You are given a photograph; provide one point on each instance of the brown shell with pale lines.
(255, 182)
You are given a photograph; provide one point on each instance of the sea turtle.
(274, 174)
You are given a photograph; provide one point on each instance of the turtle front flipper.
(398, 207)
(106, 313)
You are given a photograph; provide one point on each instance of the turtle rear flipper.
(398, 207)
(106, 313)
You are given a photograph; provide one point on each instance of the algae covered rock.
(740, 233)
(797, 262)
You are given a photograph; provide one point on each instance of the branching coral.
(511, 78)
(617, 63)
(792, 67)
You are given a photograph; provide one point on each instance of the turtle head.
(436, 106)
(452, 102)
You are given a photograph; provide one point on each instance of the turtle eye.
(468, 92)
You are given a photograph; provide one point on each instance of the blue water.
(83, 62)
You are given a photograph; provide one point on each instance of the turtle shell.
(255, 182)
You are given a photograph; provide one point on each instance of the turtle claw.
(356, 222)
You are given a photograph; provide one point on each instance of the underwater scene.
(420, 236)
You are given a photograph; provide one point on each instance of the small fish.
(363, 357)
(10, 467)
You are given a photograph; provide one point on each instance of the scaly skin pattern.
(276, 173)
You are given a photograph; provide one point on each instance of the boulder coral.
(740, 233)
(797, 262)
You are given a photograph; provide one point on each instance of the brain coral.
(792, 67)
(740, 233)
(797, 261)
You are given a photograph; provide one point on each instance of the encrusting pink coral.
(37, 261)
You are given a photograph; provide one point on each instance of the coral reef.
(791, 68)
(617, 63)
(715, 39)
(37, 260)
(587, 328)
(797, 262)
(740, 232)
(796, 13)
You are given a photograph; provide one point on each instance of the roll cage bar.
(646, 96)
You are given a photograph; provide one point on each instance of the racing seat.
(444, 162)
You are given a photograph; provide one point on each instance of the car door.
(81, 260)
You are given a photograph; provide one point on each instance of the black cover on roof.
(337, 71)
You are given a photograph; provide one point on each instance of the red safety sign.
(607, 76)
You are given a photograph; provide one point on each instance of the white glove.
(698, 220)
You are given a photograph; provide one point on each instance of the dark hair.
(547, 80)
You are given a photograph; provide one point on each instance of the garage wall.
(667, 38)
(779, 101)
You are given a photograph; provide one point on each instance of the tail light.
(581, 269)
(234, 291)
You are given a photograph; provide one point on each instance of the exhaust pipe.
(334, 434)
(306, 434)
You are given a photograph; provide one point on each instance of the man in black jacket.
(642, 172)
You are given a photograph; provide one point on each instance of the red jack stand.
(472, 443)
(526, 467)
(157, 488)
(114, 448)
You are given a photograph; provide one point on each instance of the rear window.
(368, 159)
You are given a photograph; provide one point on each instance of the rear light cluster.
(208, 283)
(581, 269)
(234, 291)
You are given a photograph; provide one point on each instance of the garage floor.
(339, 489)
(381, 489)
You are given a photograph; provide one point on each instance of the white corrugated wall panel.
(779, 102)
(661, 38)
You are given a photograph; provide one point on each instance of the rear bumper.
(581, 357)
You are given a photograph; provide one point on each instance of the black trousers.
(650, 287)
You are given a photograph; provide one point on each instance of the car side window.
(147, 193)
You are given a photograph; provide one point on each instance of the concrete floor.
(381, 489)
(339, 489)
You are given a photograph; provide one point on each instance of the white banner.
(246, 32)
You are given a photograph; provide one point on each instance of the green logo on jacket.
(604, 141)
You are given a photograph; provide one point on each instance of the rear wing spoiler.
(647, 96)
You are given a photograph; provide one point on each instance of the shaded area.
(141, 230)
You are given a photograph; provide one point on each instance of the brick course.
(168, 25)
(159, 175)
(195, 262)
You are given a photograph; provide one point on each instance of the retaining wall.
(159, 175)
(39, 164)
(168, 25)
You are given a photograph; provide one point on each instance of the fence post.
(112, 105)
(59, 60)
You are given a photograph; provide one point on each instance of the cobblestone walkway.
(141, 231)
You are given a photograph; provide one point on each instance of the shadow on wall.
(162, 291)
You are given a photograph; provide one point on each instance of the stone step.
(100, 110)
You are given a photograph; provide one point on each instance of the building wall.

***

> **WHAT YOU ARE ASKED TO DO**
Format all the rows above as a JSON list of strings, one string per line, leaving out any blank lines.

> **COMPLETE ANSWER**
[
  "You are given a photograph; provide one point on each instance of the brown shell with pale lines.",
  "(255, 182)",
  "You are given a photograph; provide one point on each instance of the sea turtle.",
  "(274, 174)",
  "You are given a photograph; provide one point on each instance of the turtle front flipper.",
  "(398, 207)",
  "(106, 313)",
  "You are given a photograph; provide one point on each instance of the turtle rear flipper.",
  "(398, 207)",
  "(106, 313)",
  "You are given a photograph; provide one point on each instance of the algae covered rock.",
  "(740, 233)",
  "(797, 262)",
  "You are given a photograph; provide one point on each instance of the branching coral.",
  "(511, 78)",
  "(617, 63)",
  "(792, 67)",
  "You are given a photograph; provide one point on each instance of the turtle head.",
  "(436, 106)",
  "(452, 102)",
  "You are given a photograph; provide one point on each instance of the turtle eye.",
  "(468, 92)",
  "You are given a photograph; provide one point on each instance of the blue water.",
  "(83, 62)",
  "You are given a photograph; provide one point on each instance of the turtle shell.",
  "(255, 182)",
  "You are given a photograph; provide one point on each instance of the turtle claw.",
  "(356, 222)",
  "You are given a photograph; provide one point on each instance of the underwater scene.",
  "(420, 236)",
  "You are given a photograph; provide one point on each instance of the small fish.",
  "(363, 357)",
  "(10, 467)",
  "You are given a photograph; provide one point on each instance of the scaly skin pattern.",
  "(276, 173)",
  "You are given a photograph; provide one point on each instance of the boulder coral.",
  "(740, 233)",
  "(797, 262)",
  "You are given a photograph; provide one point on each instance of the brain coral.",
  "(792, 67)",
  "(740, 233)",
  "(797, 261)",
  "You are given a photograph; provide one point on each instance of the encrusting pink coral.",
  "(37, 261)",
  "You are given a photograph; provide one point on each instance of the coral reef.",
  "(791, 68)",
  "(617, 63)",
  "(715, 39)",
  "(37, 260)",
  "(587, 328)",
  "(797, 262)",
  "(740, 232)",
  "(796, 13)",
  "You are given a photograph; provide one point on each instance of the roll cage bar.",
  "(646, 96)",
  "You are given a photograph; provide one point on each instance of the racing seat.",
  "(444, 162)",
  "You are given a photograph; provide one point on each instance of the car door.",
  "(81, 260)",
  "You are given a photograph; provide one point on each instance of the black cover on roof.",
  "(337, 71)",
  "You are given a photograph; provide one point on each instance of the red safety sign.",
  "(607, 76)",
  "You are given a photograph; provide one point on each instance of the white glove.",
  "(698, 220)",
  "You are given a photograph; provide one point on each instance of the dark hair.",
  "(547, 80)",
  "You are given a photograph; provide one point on each instance of the garage wall.",
  "(667, 38)",
  "(779, 101)",
  "You are given a photograph; provide one point on each instance of the tail light.",
  "(581, 269)",
  "(234, 291)",
  "You are given a photograph; provide one point on each instance of the exhaust pipe.",
  "(334, 434)",
  "(306, 434)",
  "You are given a photograph; provide one point on each instance of the man in black jacket.",
  "(642, 172)",
  "You are given a photograph; provide one point on each instance of the red jack stand.",
  "(472, 443)",
  "(526, 467)",
  "(157, 488)",
  "(114, 448)",
  "You are given a photograph; provide one point on each instance of the rear window.",
  "(368, 159)",
  "You are given a photograph; provide one point on each instance of the rear light cluster.",
  "(208, 283)",
  "(581, 269)",
  "(234, 291)",
  "You are given a photograph; provide one point on each instance of the garage floor.",
  "(339, 489)",
  "(381, 489)",
  "You are given a photograph; provide one point on each instance of the white corrugated wall panel.",
  "(779, 102)",
  "(661, 38)",
  "You are given a photograph; provide one point on each instance of the rear bumper.",
  "(581, 357)",
  "You are given a photograph; provide one point on each instance of the black trousers.",
  "(650, 287)",
  "You are given a photograph; provide one point on each instance of the car side window.",
  "(147, 193)",
  "You are given a photograph; provide one point on each instance of the concrete floor.",
  "(381, 489)",
  "(339, 489)",
  "You are given a photograph; provide one point on each instance of the white banner.",
  "(246, 32)",
  "You are given a photograph; provide one point on each instance of the green logo on jacket.",
  "(604, 141)",
  "You are given a photograph; provide one point on each instance of the rear wing spoiler.",
  "(647, 96)",
  "You are given a photograph; provide one point on each instance of the shaded area.",
  "(141, 230)",
  "You are given a photograph; provide one point on each instance of the brick course.",
  "(168, 25)",
  "(159, 175)",
  "(195, 262)",
  "You are given a photograph; provide one point on each instance of the retaining wall.",
  "(159, 175)",
  "(39, 164)",
  "(168, 25)",
  "You are given a photograph; provide one point on each instance of the fence post.",
  "(112, 105)",
  "(59, 60)",
  "You are given a photograph; provide one point on each instance of the cobblestone walkway.",
  "(141, 231)",
  "You are given a photograph; provide one point on each instance of the shadow on wall.",
  "(162, 291)",
  "You are given a photograph; provide one point on each instance of the stone step.",
  "(100, 110)",
  "You are given a photograph; provide one point on each instance of the building wall."
]